▶ **Work item**
This task is to restate all of the entries exactly.

▶ **Extracted material**

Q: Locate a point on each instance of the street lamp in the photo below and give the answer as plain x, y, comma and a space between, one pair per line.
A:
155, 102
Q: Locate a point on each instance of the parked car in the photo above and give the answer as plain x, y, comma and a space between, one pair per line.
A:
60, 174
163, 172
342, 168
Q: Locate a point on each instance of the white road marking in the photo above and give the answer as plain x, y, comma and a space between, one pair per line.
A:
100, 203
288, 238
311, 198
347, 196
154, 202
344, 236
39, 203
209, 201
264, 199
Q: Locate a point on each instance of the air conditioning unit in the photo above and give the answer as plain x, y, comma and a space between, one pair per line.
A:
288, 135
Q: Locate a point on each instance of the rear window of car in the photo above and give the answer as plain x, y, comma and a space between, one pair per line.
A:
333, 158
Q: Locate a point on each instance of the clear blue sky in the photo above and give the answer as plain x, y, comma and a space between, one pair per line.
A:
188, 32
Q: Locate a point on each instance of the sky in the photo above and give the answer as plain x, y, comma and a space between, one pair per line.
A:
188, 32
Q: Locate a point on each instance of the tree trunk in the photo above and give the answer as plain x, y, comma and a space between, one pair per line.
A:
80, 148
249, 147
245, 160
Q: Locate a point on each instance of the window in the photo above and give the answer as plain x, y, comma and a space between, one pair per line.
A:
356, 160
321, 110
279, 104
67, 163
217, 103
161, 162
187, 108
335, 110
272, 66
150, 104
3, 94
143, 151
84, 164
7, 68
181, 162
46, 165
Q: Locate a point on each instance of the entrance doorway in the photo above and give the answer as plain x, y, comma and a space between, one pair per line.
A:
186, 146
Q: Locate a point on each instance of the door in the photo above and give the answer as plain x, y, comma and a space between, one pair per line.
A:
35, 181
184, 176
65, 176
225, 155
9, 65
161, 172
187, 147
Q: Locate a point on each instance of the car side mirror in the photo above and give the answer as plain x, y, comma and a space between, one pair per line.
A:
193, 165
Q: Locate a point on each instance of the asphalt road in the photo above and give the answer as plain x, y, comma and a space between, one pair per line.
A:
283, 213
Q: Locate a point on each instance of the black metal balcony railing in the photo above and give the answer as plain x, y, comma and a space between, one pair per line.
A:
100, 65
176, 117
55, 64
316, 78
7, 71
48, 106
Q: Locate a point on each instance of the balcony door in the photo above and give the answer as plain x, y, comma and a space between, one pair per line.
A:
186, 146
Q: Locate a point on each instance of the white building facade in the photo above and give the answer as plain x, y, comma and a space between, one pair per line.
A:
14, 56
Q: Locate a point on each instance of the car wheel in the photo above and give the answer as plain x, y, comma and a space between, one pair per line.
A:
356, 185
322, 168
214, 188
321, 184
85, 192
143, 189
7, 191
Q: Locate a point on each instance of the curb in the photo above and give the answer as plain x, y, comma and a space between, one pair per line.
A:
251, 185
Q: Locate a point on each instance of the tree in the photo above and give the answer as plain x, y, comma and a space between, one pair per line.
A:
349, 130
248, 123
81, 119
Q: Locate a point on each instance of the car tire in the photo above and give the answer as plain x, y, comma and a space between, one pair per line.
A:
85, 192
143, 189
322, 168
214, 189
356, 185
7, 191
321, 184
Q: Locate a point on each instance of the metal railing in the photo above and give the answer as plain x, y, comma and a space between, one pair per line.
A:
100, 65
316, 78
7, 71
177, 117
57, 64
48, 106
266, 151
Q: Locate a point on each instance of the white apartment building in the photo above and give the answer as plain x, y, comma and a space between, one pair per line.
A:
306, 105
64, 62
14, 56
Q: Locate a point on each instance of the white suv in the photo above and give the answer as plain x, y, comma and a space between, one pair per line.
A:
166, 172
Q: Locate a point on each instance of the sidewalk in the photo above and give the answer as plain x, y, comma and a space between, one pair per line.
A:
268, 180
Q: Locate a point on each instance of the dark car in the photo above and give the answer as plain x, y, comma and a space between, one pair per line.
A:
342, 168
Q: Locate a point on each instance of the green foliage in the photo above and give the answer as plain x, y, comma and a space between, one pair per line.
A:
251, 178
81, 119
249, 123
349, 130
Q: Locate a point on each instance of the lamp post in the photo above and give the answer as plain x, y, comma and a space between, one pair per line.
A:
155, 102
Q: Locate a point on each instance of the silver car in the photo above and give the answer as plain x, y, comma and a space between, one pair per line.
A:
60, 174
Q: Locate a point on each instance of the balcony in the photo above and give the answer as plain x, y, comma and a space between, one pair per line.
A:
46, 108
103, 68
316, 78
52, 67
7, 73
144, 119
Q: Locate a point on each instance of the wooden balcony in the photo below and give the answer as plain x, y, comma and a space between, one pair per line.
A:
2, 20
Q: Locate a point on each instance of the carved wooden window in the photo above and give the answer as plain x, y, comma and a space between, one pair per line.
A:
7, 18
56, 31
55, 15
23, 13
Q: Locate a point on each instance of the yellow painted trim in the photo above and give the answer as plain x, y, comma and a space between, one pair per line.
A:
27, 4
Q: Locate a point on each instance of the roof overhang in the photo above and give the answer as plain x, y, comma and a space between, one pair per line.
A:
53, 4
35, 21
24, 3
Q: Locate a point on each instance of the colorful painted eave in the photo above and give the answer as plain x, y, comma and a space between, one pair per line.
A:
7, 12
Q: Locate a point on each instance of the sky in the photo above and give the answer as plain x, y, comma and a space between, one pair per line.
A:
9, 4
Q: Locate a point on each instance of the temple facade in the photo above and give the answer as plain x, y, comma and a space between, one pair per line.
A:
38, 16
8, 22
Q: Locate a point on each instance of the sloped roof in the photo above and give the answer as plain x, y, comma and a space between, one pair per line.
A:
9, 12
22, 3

▶ **Solution**
Q: Locate a point on each instance of the street lamp in the photo below and give the answer as plain x, y, comma and a space between, one pair per line.
A:
155, 102
Q: Locate a point on each instance of the parked car in the photo above and give the answer as plain x, y, comma and a space between, one pair per line.
A:
60, 174
163, 172
342, 168
Q: Locate a point on each instance of the white road marking in the photo above and give the answer as plain x, y, comma and a space between, one pair per line.
A:
100, 203
288, 238
311, 198
347, 196
154, 202
344, 236
39, 203
209, 201
264, 199
Q: Locate a point on each instance of the air conditioning unit in the photo above and give the answer as plain x, y, comma and a space between, one pair per line.
A:
288, 135
Q: Locate a point on each instance of the rear window of car in the photo above and give the answer as plain x, y, comma and a space between, one pair per line.
A:
333, 158
Q: Locate a point on each instance of the clear blue sky in the photo above and give the answer as plain x, y, comma and a space between, one pair per line.
A:
188, 32
Q: Locate a point on each instance of the sky in the photo above and give the answer as plain x, y, comma and a space between, one pair per line.
A:
188, 32
Q: Locate a point on each instance of the tree trunk in the photo above and give the answer as plain x, y, comma and a space between, one pair per line.
A:
80, 148
249, 147
245, 160
Q: Locate a point on each instance of the window in the photo above and give the answer as plain x, y, comma and a space between, one pair per line.
A:
356, 160
321, 110
279, 104
67, 163
217, 103
161, 162
187, 108
335, 110
272, 66
150, 104
3, 94
143, 151
84, 164
7, 68
181, 162
46, 165
Q: Locate a point on each instance of the entrance doorway in the photo above and give the answer as plain x, y, comma and a space between, one pair per line.
A:
186, 146
Q: Locate a point on each instance of the door in the photo above and give the answer as plain x, y, comma and a space between, one pair per line.
A:
35, 181
184, 176
65, 176
225, 155
9, 65
161, 172
187, 147
Q: Locate a point on each instance of the car side mirror in the photo above and give the answer as plain x, y, comma and a space between, one pair per line.
A:
193, 165
Q: Locate a point on each instance of the asphalt road in the photo above and give the answer as plain x, y, comma and a space between, one pair per line.
A:
283, 213
Q: Locate a point on each instance of the black metal balcony railing in the photo above and give the answer as plain x, y, comma and a space between, one pair per line.
A:
100, 65
176, 117
55, 64
316, 78
7, 71
48, 106
Q: Locate a point on each instance of the balcony door in the photo above and give the answer as plain x, y, comma and a space between, one pair per line.
A:
186, 146
Q: Locate a point on each instance of the white building facade in the photo above and give the answer as plain x, y, comma and a space between, one pair per line.
A:
14, 56
Q: Locate a point on each instance of the car wheel in the photo above and give the answer as plain x, y, comma and a space between, one pair per line.
A:
356, 185
322, 168
214, 188
321, 184
85, 192
143, 189
7, 191
Q: Locate a point on each instance of the curb in the photo above and give the answer as plain x, y, comma and a space between, one pair per line.
A:
251, 185
Q: Locate a point on each instance of the tree in the photo above and give the answer as plain x, y, comma and a space between, one pair per line.
A:
349, 130
248, 123
81, 119
Q: Locate a point on each instance of the car tire in the photo above and give the answer as plain x, y, comma and a space between, one pair per line.
A:
85, 192
143, 189
322, 168
214, 189
356, 185
7, 191
321, 184
Q: Locate a point on each instance of the metal railing in the photo above and give the answer as plain x, y, comma and a space between, one pair per line.
A:
100, 65
316, 78
7, 71
177, 117
57, 64
48, 106
266, 151
Q: Locate a point on each instance of the white apartment building in the photo above and give the answer as plain x, y, comma and a space between, one pair per line.
A:
306, 105
64, 62
14, 56
Q: Locate a point on each instance of the white suv in the photo above and give the answer as plain x, y, comma and a space between, one pair per line.
A:
166, 172
Q: Locate a point on each instance of the sidewalk in the photo above and give the answer as plain x, y, comma and a space between, one pair per line.
A:
268, 180
Q: Locate a point on each instance of the dark car in the photo above and give the answer as plain x, y, comma and a space between, one pair per line.
A:
342, 168
Q: Locate a point on each instance of the green foliage in the photo above and give the answer as plain x, y, comma and a space between, one pair per line.
A:
251, 178
81, 119
249, 123
349, 130
Q: Locate a point on each instance of the lamp post in the photo above and give the answer as plain x, y, comma and a space between, one pair per line.
A:
155, 102
Q: Locate a point on each instance of the silver car in the photo above and give the answer as plain x, y, comma and a space between, one pair per line.
A:
60, 174
Q: Locate a point on each instance of the balcony in the photo above and give the answer as plain x, y, comma and a space between, one pair per line.
A:
46, 108
103, 68
316, 78
52, 67
7, 73
144, 119
Q: Locate a point on each instance of the wooden balcony in the photo below and give the answer as plain x, y, comma and a space between, one pair per line.
A:
2, 20
Q: Locate a point on each instance of the carved wooden window in the photo above and give the answer as plain x, y, comma and a space between, one pair per line.
A:
7, 18
56, 31
55, 15
23, 13
Q: Locate a point on each instance of the yellow painted trim in the photo above and give the answer as plain x, y, comma and a space between, one pair per line.
A:
27, 4
Q: Locate a point on each instance of the roof overhang in the photo above and give the answer as plain x, y, comma and a space between, one pair per line.
A:
53, 4
35, 21
24, 3
Q: Locate a point on each instance of the colorful painted eave in the photo above and give the answer as plain x, y, comma and a space between, one pair per line.
A:
7, 12
Q: Locate a point on each instance of the sky in the photo above and give the answer as plain x, y, comma and a space between, one pair per line.
A:
9, 4
Q: Locate a point on each instance of the temple facade in the photo above and give the answer as plain x, y, comma and a space between, one pair per line.
A:
38, 16
8, 22
Q: Locate a point on each instance of the sloped roof in the photo above and give the answer as plain x, y, comma and a space between, one pair per line.
A:
9, 12
22, 3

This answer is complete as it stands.